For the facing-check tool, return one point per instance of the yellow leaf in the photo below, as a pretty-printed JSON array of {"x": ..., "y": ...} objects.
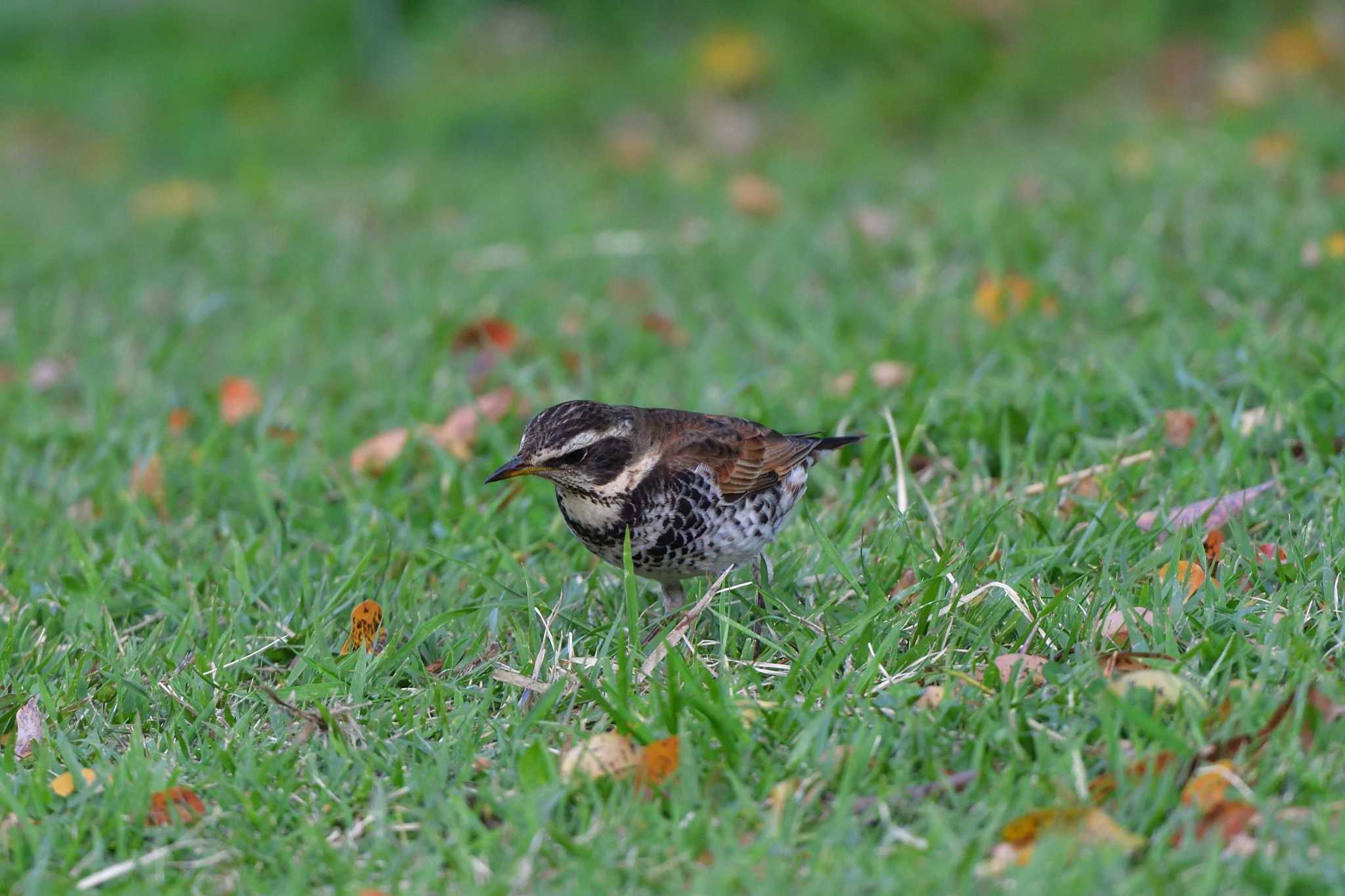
[
  {"x": 366, "y": 628},
  {"x": 374, "y": 454},
  {"x": 1188, "y": 574},
  {"x": 606, "y": 756},
  {"x": 1208, "y": 785},
  {"x": 732, "y": 60},
  {"x": 175, "y": 198},
  {"x": 64, "y": 785},
  {"x": 1166, "y": 687}
]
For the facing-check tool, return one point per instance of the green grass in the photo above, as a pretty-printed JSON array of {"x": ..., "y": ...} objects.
[{"x": 343, "y": 251}]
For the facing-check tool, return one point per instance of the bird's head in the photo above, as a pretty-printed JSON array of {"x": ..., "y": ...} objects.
[{"x": 576, "y": 445}]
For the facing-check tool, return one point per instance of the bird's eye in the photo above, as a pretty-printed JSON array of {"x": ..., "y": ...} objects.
[{"x": 572, "y": 458}]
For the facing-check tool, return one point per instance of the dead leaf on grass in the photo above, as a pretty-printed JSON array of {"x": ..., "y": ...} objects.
[
  {"x": 374, "y": 456},
  {"x": 238, "y": 399},
  {"x": 29, "y": 729},
  {"x": 182, "y": 798},
  {"x": 1214, "y": 512}
]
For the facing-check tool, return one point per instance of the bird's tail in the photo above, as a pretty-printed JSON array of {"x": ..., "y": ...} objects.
[{"x": 831, "y": 442}]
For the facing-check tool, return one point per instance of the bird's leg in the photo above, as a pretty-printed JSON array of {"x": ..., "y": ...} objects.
[{"x": 674, "y": 595}]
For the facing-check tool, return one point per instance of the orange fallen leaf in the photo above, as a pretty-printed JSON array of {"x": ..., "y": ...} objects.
[
  {"x": 1274, "y": 150},
  {"x": 185, "y": 800},
  {"x": 755, "y": 196},
  {"x": 458, "y": 433},
  {"x": 179, "y": 419},
  {"x": 373, "y": 456},
  {"x": 147, "y": 479},
  {"x": 29, "y": 729},
  {"x": 64, "y": 785},
  {"x": 1114, "y": 626},
  {"x": 658, "y": 761},
  {"x": 1179, "y": 426},
  {"x": 1214, "y": 544},
  {"x": 1208, "y": 785},
  {"x": 238, "y": 399},
  {"x": 1188, "y": 574},
  {"x": 666, "y": 328},
  {"x": 487, "y": 332},
  {"x": 366, "y": 628}
]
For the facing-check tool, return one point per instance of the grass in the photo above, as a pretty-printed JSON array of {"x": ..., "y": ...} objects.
[{"x": 334, "y": 267}]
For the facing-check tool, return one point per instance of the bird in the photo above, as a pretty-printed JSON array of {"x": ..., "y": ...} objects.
[{"x": 698, "y": 492}]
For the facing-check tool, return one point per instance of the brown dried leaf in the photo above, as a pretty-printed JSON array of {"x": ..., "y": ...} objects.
[
  {"x": 1214, "y": 512},
  {"x": 373, "y": 456},
  {"x": 238, "y": 399},
  {"x": 603, "y": 756},
  {"x": 487, "y": 332},
  {"x": 1179, "y": 426},
  {"x": 889, "y": 373},
  {"x": 1115, "y": 628},
  {"x": 755, "y": 196},
  {"x": 147, "y": 479},
  {"x": 185, "y": 800},
  {"x": 29, "y": 729},
  {"x": 666, "y": 328}
]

TASK TO COMPLETE: Copy out every entry above word for word; omit the images.

TASK RESULT:
For the facing-check tool, return one point per instance of the yellow leaf in the photo below, as a pretty-printed JSON array of {"x": ..., "y": ...} objects.
[
  {"x": 366, "y": 628},
  {"x": 374, "y": 454},
  {"x": 1188, "y": 574},
  {"x": 606, "y": 756},
  {"x": 1208, "y": 785},
  {"x": 732, "y": 60},
  {"x": 175, "y": 198},
  {"x": 64, "y": 785},
  {"x": 1166, "y": 687}
]
For the facing-check tool, return one point per instance of the green grass in the photo above, as a pretty-printed JSON array of {"x": ..., "y": ...} objects.
[{"x": 343, "y": 251}]
For the facing-check tool, return one point per instance of the bird's head in the photo above, as a pretty-printed JSON array of {"x": ..., "y": ...} objects.
[{"x": 576, "y": 445}]
For the facing-check tool, return one point per instance of the bird's eye in the photo above, as a pretty-printed JSON array of {"x": ..., "y": ...} objects.
[{"x": 572, "y": 458}]
For the facing-check tool, return one point per instance of the dead leaf on grass in the photo above, as a pretty-printed JSON array of {"x": ..., "y": ...} objects.
[
  {"x": 374, "y": 456},
  {"x": 238, "y": 399},
  {"x": 29, "y": 729},
  {"x": 182, "y": 798},
  {"x": 1214, "y": 512}
]
For the facing-check tool, return one point per instance of the bird's tail in the photo above, as a pretty-printed JSON array of {"x": ..., "y": ...} objects.
[{"x": 831, "y": 442}]
For the facing-check tool, return one point per instance of the bird's leg in the photo above, as a pretty-printed JSON array of {"x": ..., "y": ...} objects.
[{"x": 674, "y": 595}]
For the facing-check tool, return one point per instance of the orange fallen leaf in the photo above, as a pretty-printed JSON array of {"x": ..., "y": ...} objects.
[
  {"x": 1274, "y": 150},
  {"x": 185, "y": 800},
  {"x": 755, "y": 196},
  {"x": 458, "y": 433},
  {"x": 179, "y": 419},
  {"x": 373, "y": 456},
  {"x": 147, "y": 479},
  {"x": 29, "y": 729},
  {"x": 64, "y": 785},
  {"x": 1114, "y": 626},
  {"x": 658, "y": 761},
  {"x": 1179, "y": 426},
  {"x": 1214, "y": 544},
  {"x": 1208, "y": 785},
  {"x": 238, "y": 399},
  {"x": 1188, "y": 574},
  {"x": 666, "y": 328},
  {"x": 487, "y": 332},
  {"x": 366, "y": 628}
]
For the facing-check tool, return one point per instance of the grass in the photo above, as a pretty-printed JSON array of {"x": ..., "y": ...} objects.
[{"x": 334, "y": 267}]
For the facing-check tool, return one point per instance of the bird in the photo above, as a pretty-printed JSON array of {"x": ..., "y": ...} objects.
[{"x": 698, "y": 492}]
For the facing-check tool, return one point per instance of the brown dried leaf in the photo above, as a pretty-printed JSON array of {"x": ..., "y": ...} objects.
[
  {"x": 1214, "y": 512},
  {"x": 373, "y": 456},
  {"x": 238, "y": 399},
  {"x": 603, "y": 756},
  {"x": 487, "y": 332},
  {"x": 1179, "y": 426},
  {"x": 889, "y": 373},
  {"x": 1115, "y": 628},
  {"x": 755, "y": 196},
  {"x": 147, "y": 479},
  {"x": 185, "y": 800},
  {"x": 29, "y": 729},
  {"x": 666, "y": 328}
]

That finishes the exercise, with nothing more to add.